▸ SOURCE DOCUMENT:
====================

[Rd] Shouldn't vector indexing with negative out-of-range index give an error?

Wed May 6 10:33:50 CEST 2015

>>>>> John Chambers <jmc at stat.stanford.edu>
>>>>>     on Tue, 5 May 2015 08:39:46 -0700 writes:

    > When someone suggests that we "might have had a reason" for some peculiarity in the original S, my usual reaction is "Or else we never thought of the problem".
    > In this case, however, there is a relevant statement in the 1988 "blue book".  In the discussion of subscripting (p 358) the definition for negative i says: "the indices consist of the elements of seq(along=x) that do not match any elements in -i".

    > Suggesting that no bounds checking on -i takes place.

    > John

Indeed!  
Thanks a lot John, for the perspective and clarification!

I'm committing a patch to the documentation now.
Martin

    > On May 5, 2015, at 7:01 AM, Martin Maechler <maechler at lynne.stat.math.ethz.ch> wrote:

    >>>>>>> Henrik Bengtsson <henrik.bengtsson at ucsf.edu>
    >>>>>>> on Mon, 4 May 2015 12:20:44 -0700 writes:
    >> 
    >>> In Section 'Indexing by vectors' of 'R Language Definition'
    >>> (http://cran.r-project.org/doc/manuals/r-release/R-lang.html#Indexing-by-vectors)
    >>> it says:
    >> 
    >>> "Integer. All elements of i must have the same sign. If they are
    >>> positive, the elements of x with those index numbers are selected. If
    >>> i contains negative elements, all elements except those indicated are
    >>> selected.
    >> 
    >>> If i is positive and exceeds length(x) then the corresponding
    >>> selection is NA. A negative out of bounds value for i causes an error.

====================

▸ RECORD EXTRACTS:
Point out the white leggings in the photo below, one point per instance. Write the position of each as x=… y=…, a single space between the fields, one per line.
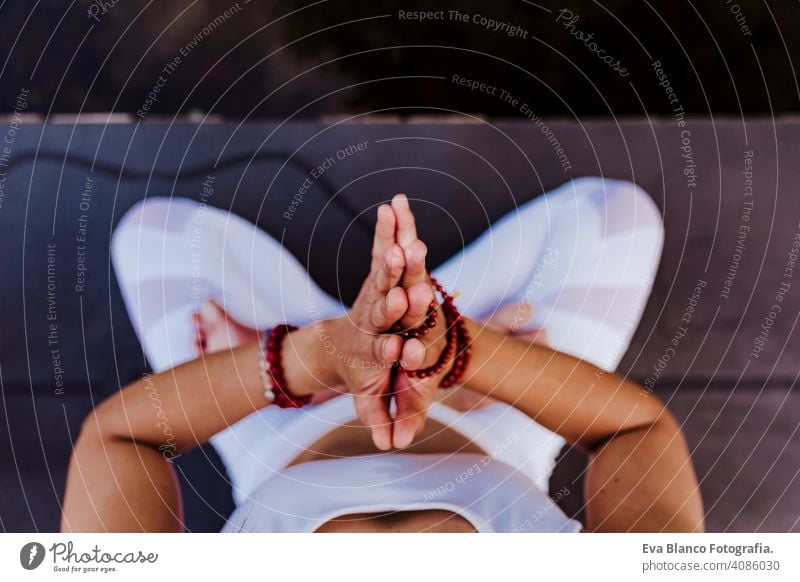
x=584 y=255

====================

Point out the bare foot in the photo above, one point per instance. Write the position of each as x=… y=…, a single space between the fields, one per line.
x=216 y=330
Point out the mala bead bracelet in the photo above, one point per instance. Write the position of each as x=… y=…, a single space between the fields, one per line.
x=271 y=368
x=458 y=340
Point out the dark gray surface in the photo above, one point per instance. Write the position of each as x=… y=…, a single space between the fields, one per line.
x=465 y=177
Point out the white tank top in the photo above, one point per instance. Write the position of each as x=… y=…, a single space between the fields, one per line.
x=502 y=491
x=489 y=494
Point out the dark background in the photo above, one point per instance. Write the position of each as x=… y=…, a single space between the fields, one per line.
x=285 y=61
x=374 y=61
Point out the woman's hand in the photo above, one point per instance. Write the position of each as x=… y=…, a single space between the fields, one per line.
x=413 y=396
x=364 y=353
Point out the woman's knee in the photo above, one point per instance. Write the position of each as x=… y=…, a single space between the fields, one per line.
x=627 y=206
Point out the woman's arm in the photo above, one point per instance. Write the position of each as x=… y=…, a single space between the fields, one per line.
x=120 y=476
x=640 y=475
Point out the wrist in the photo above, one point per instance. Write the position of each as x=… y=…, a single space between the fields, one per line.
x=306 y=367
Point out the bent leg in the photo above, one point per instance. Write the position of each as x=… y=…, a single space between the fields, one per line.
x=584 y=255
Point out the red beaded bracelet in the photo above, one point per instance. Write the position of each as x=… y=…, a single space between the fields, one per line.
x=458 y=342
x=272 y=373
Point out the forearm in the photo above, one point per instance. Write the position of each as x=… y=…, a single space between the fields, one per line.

====================

▸ TASK OBJECTIVE:
Reproduce, word for word, the full mailing-list thread on negative out-of-range vector indexing.

▸ COMPLETE RESPONSE:
[Rd] Shouldn't vector indexing with negative out-of-range index give an error?

Wed May 6 10:33:50 CEST 2015

>>>>> John Chambers <jmc at stat.stanford.edu>
>>>>>     on Tue, 5 May 2015 08:39:46 -0700 writes:

    > When someone suggests that we "might have had a reason" for some peculiarity in the original S, my usual reaction is "Or else we never thought of the problem".
    > In this case, however, there is a relevant statement in the 1988 "blue book".  In the discussion of subscripting (p 358) the definition for negative i says: "the indices consist of the elements of seq(along=x) that do not match any elements in -i".

    > Suggesting that no bounds checking on -i takes place.

    > John

Indeed!  
Thanks a lot John, for the perspective and clarification!

I'm committing a patch to the documentation now.
Martin

    > On May 5, 2015, at 7:01 AM, Martin Maechler <maechler at lynne.stat.math.ethz.ch> wrote:

    >>>>>>> Henrik Bengtsson <henrik.bengtsson at ucsf.edu>
    >>>>>>> on Mon, 4 May 2015 12:20:44 -0700 writes:
    >> 
    >>> In Section 'Indexing by vectors' of 'R Language Definition'
    >>> (http://cran.r-project.org/doc/manuals/r-release/R-lang.html#Indexing-by-vectors)
    >>> it says:
    >> 
    >>> "Integer. All elements of i must have the same sign. If they are
    >>> positive, the elements of x with those index numbers are selected. If
    >>> i contains negative elements, all elements except those indicated are
    >>> selected.
    >> 
    >>> If i is positive and exceeds length(x) then the corresponding
    >>> selection is NA. A negative out of bounds value for i causes an error.